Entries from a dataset
..............................

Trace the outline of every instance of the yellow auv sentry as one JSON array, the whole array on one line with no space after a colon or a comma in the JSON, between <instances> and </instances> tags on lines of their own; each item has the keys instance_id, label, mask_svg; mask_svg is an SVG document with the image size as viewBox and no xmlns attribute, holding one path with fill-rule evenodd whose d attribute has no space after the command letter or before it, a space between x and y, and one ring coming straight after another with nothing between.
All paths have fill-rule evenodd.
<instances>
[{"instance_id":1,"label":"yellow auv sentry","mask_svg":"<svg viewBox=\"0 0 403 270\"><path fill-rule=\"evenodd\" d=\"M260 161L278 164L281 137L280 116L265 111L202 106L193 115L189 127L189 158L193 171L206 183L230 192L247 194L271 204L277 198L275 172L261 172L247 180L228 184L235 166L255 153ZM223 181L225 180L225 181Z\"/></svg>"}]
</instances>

..............................

> _STATED PROBLEM_: Print each line of the data above again, unchanged and in the same order.

> _EXERCISE RESPONSE_:
Trace the outline of every instance of the yellow auv sentry as one JSON array, the whole array on one line with no space after a colon or a comma in the JSON, between <instances> and </instances> tags on lines of their own; each item has the keys instance_id, label, mask_svg; mask_svg is an SVG document with the image size as viewBox and no xmlns attribute, holding one path with fill-rule evenodd whose d attribute has no space after the command letter or before it, a space between x and y, and one ring coming straight after another with nothing between.
All paths have fill-rule evenodd.
<instances>
[{"instance_id":1,"label":"yellow auv sentry","mask_svg":"<svg viewBox=\"0 0 403 270\"><path fill-rule=\"evenodd\" d=\"M260 161L278 164L281 137L280 116L265 111L202 106L193 115L189 127L189 158L193 171L206 183L230 192L247 194L271 204L277 198L275 172L261 172L247 180L228 184L235 166L255 153ZM223 181L225 180L225 181Z\"/></svg>"}]
</instances>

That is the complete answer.